What the task asks
Reproduce the listing below, changing "top-left corner" to "upper-left corner" at every occurrence and leaving all other text unchanged.

Extracted records
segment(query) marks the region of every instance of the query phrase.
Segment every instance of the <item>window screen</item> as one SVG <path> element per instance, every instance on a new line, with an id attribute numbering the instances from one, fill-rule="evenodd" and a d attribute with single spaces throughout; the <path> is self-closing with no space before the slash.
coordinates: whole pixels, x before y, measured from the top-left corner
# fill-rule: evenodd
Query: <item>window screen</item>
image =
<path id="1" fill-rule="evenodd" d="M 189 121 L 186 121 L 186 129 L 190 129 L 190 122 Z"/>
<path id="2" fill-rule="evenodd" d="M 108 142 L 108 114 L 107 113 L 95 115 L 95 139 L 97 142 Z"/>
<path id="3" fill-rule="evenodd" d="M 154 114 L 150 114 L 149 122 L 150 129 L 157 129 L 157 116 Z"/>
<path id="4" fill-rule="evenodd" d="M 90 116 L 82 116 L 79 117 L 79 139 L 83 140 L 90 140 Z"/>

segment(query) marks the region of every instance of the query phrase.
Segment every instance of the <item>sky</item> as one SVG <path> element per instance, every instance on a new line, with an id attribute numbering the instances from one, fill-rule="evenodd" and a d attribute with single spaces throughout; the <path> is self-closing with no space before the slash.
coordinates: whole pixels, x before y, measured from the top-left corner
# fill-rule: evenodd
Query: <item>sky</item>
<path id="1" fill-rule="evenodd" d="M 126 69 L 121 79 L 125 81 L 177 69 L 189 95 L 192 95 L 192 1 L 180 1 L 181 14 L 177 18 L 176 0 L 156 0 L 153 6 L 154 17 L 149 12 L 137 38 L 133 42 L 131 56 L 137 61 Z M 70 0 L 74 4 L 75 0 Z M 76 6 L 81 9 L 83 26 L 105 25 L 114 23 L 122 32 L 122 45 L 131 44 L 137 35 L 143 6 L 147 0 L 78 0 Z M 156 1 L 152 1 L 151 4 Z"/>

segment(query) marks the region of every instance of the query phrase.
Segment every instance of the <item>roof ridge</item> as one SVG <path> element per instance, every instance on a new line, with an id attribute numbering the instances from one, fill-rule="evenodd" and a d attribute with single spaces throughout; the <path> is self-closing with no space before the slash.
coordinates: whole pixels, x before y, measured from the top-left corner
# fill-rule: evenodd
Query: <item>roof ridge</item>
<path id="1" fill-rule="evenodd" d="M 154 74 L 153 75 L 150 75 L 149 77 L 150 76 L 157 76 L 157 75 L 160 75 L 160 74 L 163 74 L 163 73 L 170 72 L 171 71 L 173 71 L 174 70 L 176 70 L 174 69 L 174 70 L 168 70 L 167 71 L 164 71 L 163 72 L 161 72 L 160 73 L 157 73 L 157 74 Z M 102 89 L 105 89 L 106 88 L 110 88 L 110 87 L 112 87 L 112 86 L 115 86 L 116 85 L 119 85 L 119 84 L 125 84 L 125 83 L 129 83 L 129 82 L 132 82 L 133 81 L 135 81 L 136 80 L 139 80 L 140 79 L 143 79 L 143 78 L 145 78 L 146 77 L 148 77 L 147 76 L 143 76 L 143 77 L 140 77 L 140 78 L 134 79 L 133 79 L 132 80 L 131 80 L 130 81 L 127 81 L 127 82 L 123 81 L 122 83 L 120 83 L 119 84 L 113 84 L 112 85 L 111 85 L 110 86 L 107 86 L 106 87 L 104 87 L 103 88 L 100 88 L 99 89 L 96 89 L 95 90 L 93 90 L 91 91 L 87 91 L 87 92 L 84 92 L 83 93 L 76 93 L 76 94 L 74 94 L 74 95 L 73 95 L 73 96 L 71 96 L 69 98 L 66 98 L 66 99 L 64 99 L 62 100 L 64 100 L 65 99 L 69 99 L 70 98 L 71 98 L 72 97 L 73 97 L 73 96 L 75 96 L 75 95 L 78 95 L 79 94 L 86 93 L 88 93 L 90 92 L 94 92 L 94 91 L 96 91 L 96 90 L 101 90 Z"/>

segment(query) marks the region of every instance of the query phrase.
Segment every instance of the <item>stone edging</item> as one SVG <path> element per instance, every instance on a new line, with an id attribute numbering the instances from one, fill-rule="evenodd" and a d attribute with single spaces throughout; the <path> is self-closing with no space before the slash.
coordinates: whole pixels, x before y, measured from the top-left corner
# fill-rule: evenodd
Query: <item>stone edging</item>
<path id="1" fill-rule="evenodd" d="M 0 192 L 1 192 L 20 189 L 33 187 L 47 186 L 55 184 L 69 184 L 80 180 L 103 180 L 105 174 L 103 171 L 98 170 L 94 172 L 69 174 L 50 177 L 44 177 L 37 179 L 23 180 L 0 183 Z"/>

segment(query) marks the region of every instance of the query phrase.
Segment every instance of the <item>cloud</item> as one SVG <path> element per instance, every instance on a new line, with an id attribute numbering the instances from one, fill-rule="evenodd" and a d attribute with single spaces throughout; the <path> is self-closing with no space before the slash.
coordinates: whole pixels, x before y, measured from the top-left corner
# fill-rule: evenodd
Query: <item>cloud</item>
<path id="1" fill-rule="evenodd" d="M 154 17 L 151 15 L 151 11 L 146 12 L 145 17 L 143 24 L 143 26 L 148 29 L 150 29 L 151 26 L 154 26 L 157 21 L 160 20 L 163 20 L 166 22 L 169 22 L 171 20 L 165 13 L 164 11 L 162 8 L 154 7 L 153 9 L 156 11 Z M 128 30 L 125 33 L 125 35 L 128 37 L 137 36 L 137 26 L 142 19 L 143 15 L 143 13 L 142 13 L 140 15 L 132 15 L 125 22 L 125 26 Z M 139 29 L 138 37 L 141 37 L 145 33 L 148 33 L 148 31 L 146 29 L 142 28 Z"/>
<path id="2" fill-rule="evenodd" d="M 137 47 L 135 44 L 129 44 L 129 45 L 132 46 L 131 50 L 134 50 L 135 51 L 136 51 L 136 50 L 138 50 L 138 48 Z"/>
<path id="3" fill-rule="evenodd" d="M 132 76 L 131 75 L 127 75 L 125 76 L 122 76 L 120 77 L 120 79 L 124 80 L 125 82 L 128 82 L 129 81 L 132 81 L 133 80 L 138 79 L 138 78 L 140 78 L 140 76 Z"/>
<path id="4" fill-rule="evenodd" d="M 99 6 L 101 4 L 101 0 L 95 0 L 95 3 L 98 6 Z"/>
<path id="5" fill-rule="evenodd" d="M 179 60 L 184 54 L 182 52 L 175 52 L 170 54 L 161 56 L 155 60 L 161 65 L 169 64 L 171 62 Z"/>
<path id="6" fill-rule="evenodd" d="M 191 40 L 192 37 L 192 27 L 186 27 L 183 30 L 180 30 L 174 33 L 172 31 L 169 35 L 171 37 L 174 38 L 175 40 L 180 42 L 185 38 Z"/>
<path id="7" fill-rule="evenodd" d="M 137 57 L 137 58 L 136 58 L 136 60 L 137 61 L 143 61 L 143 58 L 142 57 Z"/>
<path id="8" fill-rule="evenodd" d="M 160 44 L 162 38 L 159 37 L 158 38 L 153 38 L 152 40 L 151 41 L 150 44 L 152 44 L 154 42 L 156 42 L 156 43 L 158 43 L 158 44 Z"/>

The completed task
segment(query) marks the region of every instance of the query phrase.
Segment every instance of the <item>window screen</item> as one SVG <path> element per instance, every instance on a new line, with an id attribute numbering the instances from one, fill-rule="evenodd" and a d attribute with single spaces throughout; the <path> is self-closing with no space before the slash.
coordinates: whole pixels, x before y, measured from the upper-left corner
# fill-rule: evenodd
Query: <item>window screen</item>
image =
<path id="1" fill-rule="evenodd" d="M 189 121 L 186 121 L 186 129 L 190 129 L 190 122 Z"/>
<path id="2" fill-rule="evenodd" d="M 108 142 L 108 114 L 107 113 L 95 115 L 95 139 L 97 142 Z"/>
<path id="3" fill-rule="evenodd" d="M 154 114 L 150 114 L 149 122 L 150 129 L 157 129 L 157 116 Z"/>
<path id="4" fill-rule="evenodd" d="M 90 116 L 82 116 L 79 117 L 79 139 L 83 140 L 90 140 Z"/>

segment(query) marks the region of every instance of the query phrase.
Segment every instance of the <item>sky</item> as one SVG <path> element per instance, every instance on a new line, with an id attribute numbering the instances from one, fill-rule="evenodd" and a d attribute with single spaces throughout; the <path> is self-closing with no space before the slash.
coordinates: whole pixels, x before y, measured from the upper-left corner
# fill-rule: evenodd
Query: <item>sky</item>
<path id="1" fill-rule="evenodd" d="M 126 69 L 121 79 L 125 81 L 177 69 L 189 95 L 192 95 L 192 1 L 180 1 L 181 14 L 177 18 L 176 0 L 156 0 L 153 6 L 154 17 L 149 12 L 137 38 L 133 42 L 131 56 L 137 61 Z M 70 0 L 74 4 L 75 0 Z M 76 6 L 81 9 L 83 26 L 105 25 L 114 23 L 122 32 L 122 45 L 131 44 L 137 35 L 143 6 L 147 0 L 78 0 Z M 156 1 L 152 1 L 151 4 Z"/>

segment(query) marks the region of every instance of the query phrase.
Segment every instance of the <item>roof ridge</item> as one SVG <path> element per instance, every instance on a new line, with an id attribute numbering the instances from one, fill-rule="evenodd" and a d attribute with single spaces throughout; the <path> is self-closing with no space before the slash.
coordinates: whole pixels, x before y, measured from the upper-left corner
# fill-rule: evenodd
Query: <item>roof ridge</item>
<path id="1" fill-rule="evenodd" d="M 154 74 L 153 75 L 150 75 L 149 77 L 150 76 L 157 76 L 157 75 L 160 75 L 160 74 L 163 74 L 163 73 L 170 72 L 171 71 L 173 71 L 174 70 L 176 70 L 174 69 L 174 70 L 168 70 L 167 71 L 164 71 L 163 72 L 161 72 L 160 73 L 157 73 L 157 74 Z M 102 89 L 105 89 L 106 88 L 110 88 L 110 87 L 112 87 L 112 86 L 115 86 L 116 85 L 119 85 L 119 84 L 125 84 L 125 83 L 129 83 L 129 82 L 132 82 L 133 81 L 135 81 L 136 80 L 139 80 L 140 79 L 143 79 L 143 78 L 145 78 L 146 77 L 148 77 L 147 76 L 143 76 L 143 77 L 140 77 L 140 78 L 134 79 L 133 79 L 132 80 L 131 80 L 130 81 L 127 81 L 127 82 L 123 81 L 122 83 L 120 83 L 119 84 L 113 84 L 112 85 L 111 85 L 110 86 L 107 86 L 106 87 L 104 87 L 103 88 L 100 88 L 99 89 L 96 89 L 95 90 L 93 90 L 91 91 L 87 91 L 87 92 L 84 92 L 83 93 L 76 93 L 76 94 L 74 94 L 74 95 L 73 95 L 73 96 L 71 96 L 69 98 L 66 98 L 66 99 L 64 99 L 62 100 L 64 100 L 65 99 L 69 99 L 70 98 L 71 98 L 72 97 L 73 97 L 73 96 L 75 96 L 75 95 L 78 95 L 79 94 L 86 93 L 88 93 L 90 92 L 94 92 L 94 91 L 96 91 L 96 90 L 101 90 Z"/>

segment(query) marks the region of every instance of the query phrase.
Segment every instance of the <item>stone edging</item> as one SVG <path> element per instance, every instance on a new line, with an id attribute numbering the instances from one, fill-rule="evenodd" and a d attribute with single spaces throughout; the <path> is self-closing with no space before the slash.
coordinates: whole pixels, x before y, measured from the upper-left corner
# fill-rule: evenodd
Query: <item>stone edging</item>
<path id="1" fill-rule="evenodd" d="M 0 192 L 1 192 L 20 189 L 33 187 L 47 186 L 55 184 L 69 184 L 80 180 L 103 180 L 105 174 L 103 171 L 98 170 L 94 172 L 69 174 L 50 177 L 44 177 L 37 179 L 23 180 L 0 183 Z"/>

segment(query) marks the region of every instance of the query phrase.
Segment every instance of the <item>cloud</item> as one SVG <path> element per instance, every instance on a new line, with an id attribute numbering the instances from one, fill-rule="evenodd" and a d attribute with single spaces throughout; the <path> is self-closing with no space before the slash.
coordinates: whole pixels, x before y, measured from the upper-left corner
# fill-rule: evenodd
Query: <item>cloud</item>
<path id="1" fill-rule="evenodd" d="M 154 17 L 151 15 L 151 11 L 146 12 L 145 17 L 143 24 L 143 26 L 148 29 L 150 29 L 151 26 L 154 26 L 157 21 L 160 20 L 163 20 L 166 22 L 169 22 L 171 20 L 165 13 L 164 11 L 162 8 L 154 7 L 153 9 L 156 11 Z M 128 30 L 125 33 L 125 35 L 128 37 L 137 36 L 137 26 L 142 19 L 143 15 L 143 13 L 142 13 L 140 15 L 132 15 L 125 22 L 125 26 Z M 139 29 L 138 37 L 141 37 L 145 33 L 148 33 L 148 31 L 146 29 L 142 28 Z"/>
<path id="2" fill-rule="evenodd" d="M 137 47 L 135 44 L 129 44 L 129 45 L 132 46 L 131 50 L 134 50 L 135 51 L 136 51 L 136 50 L 138 50 L 138 48 Z"/>
<path id="3" fill-rule="evenodd" d="M 132 76 L 131 75 L 127 75 L 125 76 L 122 76 L 120 77 L 120 79 L 124 80 L 125 82 L 128 82 L 129 81 L 132 81 L 133 80 L 138 79 L 138 78 L 140 78 L 140 76 Z"/>
<path id="4" fill-rule="evenodd" d="M 99 6 L 101 4 L 101 0 L 95 0 L 95 3 L 98 6 Z"/>
<path id="5" fill-rule="evenodd" d="M 179 60 L 184 54 L 182 52 L 175 52 L 170 54 L 161 56 L 155 60 L 161 65 L 169 64 L 171 62 Z"/>
<path id="6" fill-rule="evenodd" d="M 191 40 L 192 37 L 192 27 L 186 27 L 183 30 L 180 30 L 174 33 L 172 31 L 169 35 L 171 37 L 174 38 L 175 40 L 180 42 L 185 38 Z"/>
<path id="7" fill-rule="evenodd" d="M 137 57 L 137 58 L 136 58 L 136 60 L 137 61 L 143 61 L 143 58 L 142 57 Z"/>
<path id="8" fill-rule="evenodd" d="M 160 44 L 162 38 L 159 37 L 158 38 L 153 38 L 152 40 L 151 41 L 150 44 L 152 44 L 154 42 L 156 42 L 156 43 L 158 43 L 158 44 Z"/>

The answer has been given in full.